- **Given data**

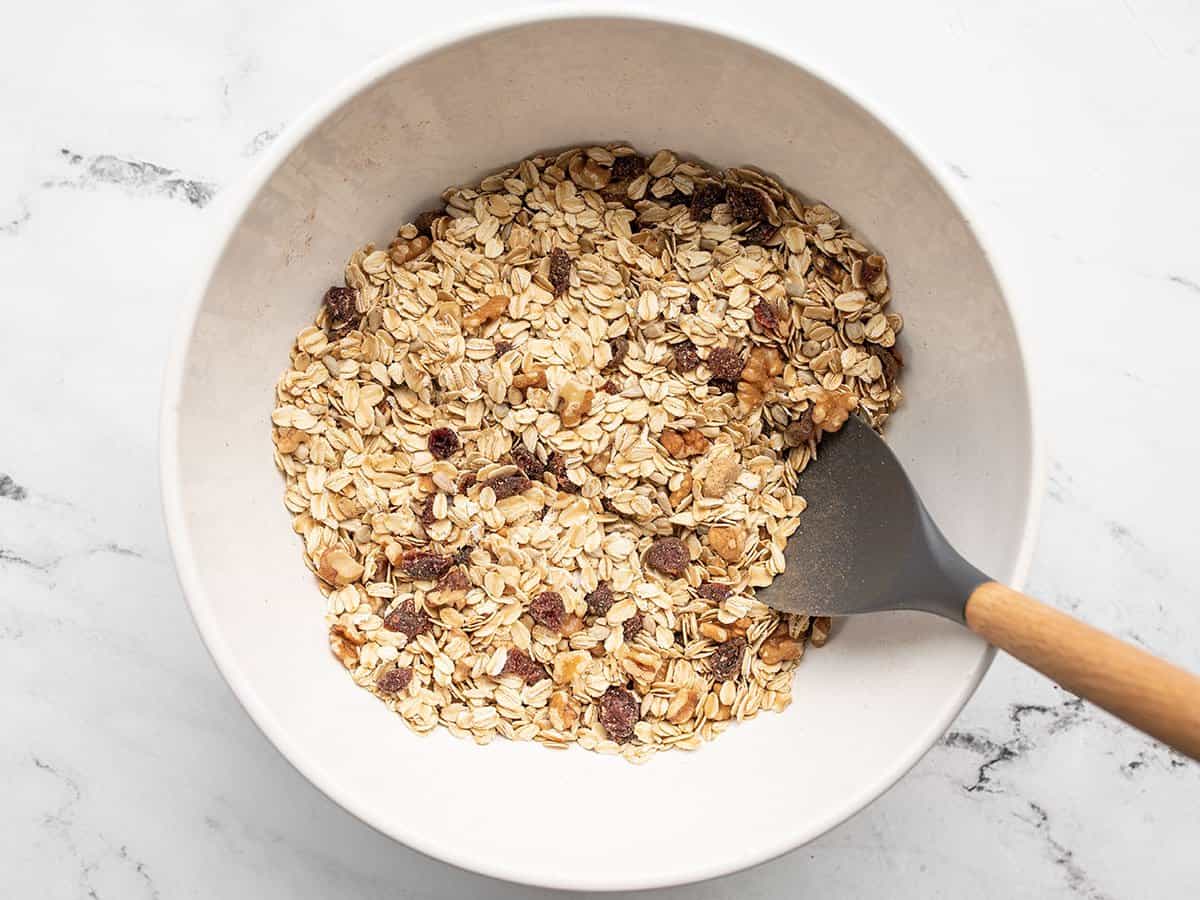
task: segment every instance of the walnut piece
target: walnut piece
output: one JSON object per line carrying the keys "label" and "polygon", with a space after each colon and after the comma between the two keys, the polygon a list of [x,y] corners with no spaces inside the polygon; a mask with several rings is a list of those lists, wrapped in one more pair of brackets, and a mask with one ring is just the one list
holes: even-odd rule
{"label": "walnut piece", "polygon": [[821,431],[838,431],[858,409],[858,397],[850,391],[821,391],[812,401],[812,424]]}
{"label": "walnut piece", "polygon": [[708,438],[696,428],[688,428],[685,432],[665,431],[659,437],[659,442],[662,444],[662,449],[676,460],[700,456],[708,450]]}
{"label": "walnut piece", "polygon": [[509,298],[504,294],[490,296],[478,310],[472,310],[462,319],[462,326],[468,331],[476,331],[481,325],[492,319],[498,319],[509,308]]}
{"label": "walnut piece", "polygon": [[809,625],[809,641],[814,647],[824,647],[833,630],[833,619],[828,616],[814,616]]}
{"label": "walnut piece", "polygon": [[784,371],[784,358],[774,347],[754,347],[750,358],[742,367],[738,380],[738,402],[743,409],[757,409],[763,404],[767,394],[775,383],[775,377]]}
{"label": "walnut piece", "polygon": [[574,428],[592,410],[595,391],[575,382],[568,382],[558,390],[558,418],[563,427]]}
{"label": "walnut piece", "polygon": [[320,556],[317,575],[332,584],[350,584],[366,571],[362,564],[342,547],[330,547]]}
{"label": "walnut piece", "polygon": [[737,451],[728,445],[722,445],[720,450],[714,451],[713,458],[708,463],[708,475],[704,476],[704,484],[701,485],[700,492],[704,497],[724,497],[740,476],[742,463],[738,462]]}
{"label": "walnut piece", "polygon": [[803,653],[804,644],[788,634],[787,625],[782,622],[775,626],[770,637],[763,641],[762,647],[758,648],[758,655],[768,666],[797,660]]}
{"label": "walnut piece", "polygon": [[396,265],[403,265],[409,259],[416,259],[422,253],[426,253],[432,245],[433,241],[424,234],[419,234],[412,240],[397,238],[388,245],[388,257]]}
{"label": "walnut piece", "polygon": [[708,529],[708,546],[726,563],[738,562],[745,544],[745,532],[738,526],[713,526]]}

- **Written request**
From the start of the listing through the line containing "target: walnut piece", replace "segment" with "outline" and write out those lines with nothing else changed, leaving out the pictures.

- **Answer to this problem**
task: outline every instance of the walnut piece
target: walnut piece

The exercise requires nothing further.